▸ Qué harás
1. Responde estas preguntas sobre el texto acerca de la eucaristía y la resurrección:
(a) ¿Qué alegan quienes niegan la salvación de la carne?
(b) ¿Qué dos cosas se comparan con nuestros cuerpos, que son puestos en la tierra y se descomponen en ella?
(c) ¿De dónde tenemos la capacidad de permanecer para siempre?
2. Reúne todas las líneas del listado en las que aparece la palabra "surface".

▸ Extracto de página
* * * * * * * * *
Relación entre la creación. encarnación, eucaristía y resurrección

   Son absolutamente vanos los que desprecian todo el plan de Dios, negando la salvación de la carne y no admitiendo su regeneración, alegando que no es capaz de incorrupción. Porque si ésta no se salva, habrá que decir que tampoco el Señor nos redimió con su sangre (1 Cor 10, 16), y que el cáliz de la eucaristía tampoco es la comunión de su sangre, y que el pan que partimos tampoco es la comunión con su cuerpo. Porque no hay sangre si no es de las venas y las carnes y de la restante sustancia del hombre: y es haciéndose verdaderamente de esta sustancia como el Verbo de Dios nos redimió con su sangre, como dice su Apóstol: «En él tenemos redención, por medio de su sangre, y remisión de los pecados» (Col 1, 14). Porque somos miembros suyos, y nos alimentamos de las creaturas. Y las creaturas es él quien nos las da, haciendo salir su sol, y haciendo llover como quiere. El proclamó que el cáliz que procede de la creación es su propia sangre, con la cual irriga la nuestra. Y él confirmó que el pan de la creación es su propio cuerpo, con el cual da incremento a nuestros cuerpos. Así pues, en cuanto el cáliz de vino templado y el pan amasado reciben la palabra de Dios y se hace eucaristía del cuerpo de Cristo, la sustancia de nuestra carne recibe de ella incremento y la asimila. ¿Cómo dicen, pues, que la carne no puede recibir el don de Dios que es la vida eterna, si se alimenta del cuerpo y de la sangre del Señor y es miembro suyo? El bienaventurado Pablo dice en la carta a los Efesios: «Porque somos miembros de su cuerpo, de su carne, de sus huesos» (Ef 5, 3); y esto no lo dice de un hombre espiritual e invisible, «porque un espíritu no tiene huesos ni carnes» (Lc 24, 39), sino de la constitución del hombre real, que está compuesto de carne y de nervios y de huesos. Éste es el que se alimenta de su cáliz, que es sangre de Cristo, y crece con el pan que es su cuerpo.

   Y así como el tronco de la vid puesto en la tierra da fruto en el tiempo apropiado, y el grano de trigo, al caer en la tierra y descomponerse, surge multiplicado por el Espíritu de Dios que mantiene todas las cosas, de suerte que luego por la sabiduría de Dios puede ser puesto a uso del hombre, y recibiendo la palabra de Dios se convierte en la eucaristía, que es el cuerpo y la sangre de Cristo; así también nuestros cuerpos que se alimentan con ella, y son puestos en la tierra, y se descomponen en ella, resurgirán a su propio tiempo, cuando la palabra del Señor les haga el don de la resurrección para gloria de Dios Padre. Él es quien confiere en verdad la inmortalidad a lo que es mortal, y regala la incorrupción a lo corruptible, porque el poder de Dios se cumple en la debilidad. Y así no podemos hincharnos como si tuviéramos la vida de nosotros mismos, ni podemos levantarnos contra Dios concibiendo un pensamiento de ingratitud: al contrario, habiendo aprendido por experiencia que la capacidad de permanecer para siempre la tenemos de la generosidad de Dios y no de nuestra propia naturaleza, no nos apartemos de la gloria de Dios tal como es, ni ignoremos nuestra propia naturaleza, sino que al contrario, consideremos hasta dónde llega el poder de Dios y cuál es el beneficio que el hombre recibe. Así no nos engañaremos en la concepción verdadera de la realidad de lo que existe, es decir de Dios y de los hombres...
* * * * * * * * *
▸ Entradas del listado
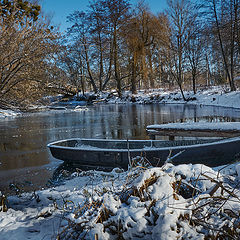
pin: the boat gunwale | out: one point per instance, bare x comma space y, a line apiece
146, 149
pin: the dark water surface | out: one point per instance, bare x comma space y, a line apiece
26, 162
* * * * * * * * *
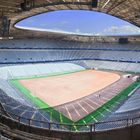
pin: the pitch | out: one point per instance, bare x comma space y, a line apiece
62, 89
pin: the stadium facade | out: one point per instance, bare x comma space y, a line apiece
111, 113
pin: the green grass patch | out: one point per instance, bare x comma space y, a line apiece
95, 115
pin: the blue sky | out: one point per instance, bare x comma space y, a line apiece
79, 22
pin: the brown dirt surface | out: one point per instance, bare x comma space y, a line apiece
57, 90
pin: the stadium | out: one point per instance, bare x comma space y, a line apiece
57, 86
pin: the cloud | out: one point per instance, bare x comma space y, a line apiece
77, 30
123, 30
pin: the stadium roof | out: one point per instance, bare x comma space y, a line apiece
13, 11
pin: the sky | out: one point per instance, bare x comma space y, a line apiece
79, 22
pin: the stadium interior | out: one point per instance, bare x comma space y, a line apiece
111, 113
* * * * * * * * *
▸ Problemas resueltos
1.
(a) Alegan que la carne no es capaz de incorrupción.
(b) El tronco de la vid puesto en la tierra y el grano de trigo que cae en la tierra y se descompone.
(c) La tenemos de la generosidad de Dios y no de nuestra propia naturaleza.

2.
pin: the dark water surface | out: one point per instance, bare x comma space y, a line apiece
pin: the brown dirt surface | out: one point per instance, bare x comma space y, a line apiece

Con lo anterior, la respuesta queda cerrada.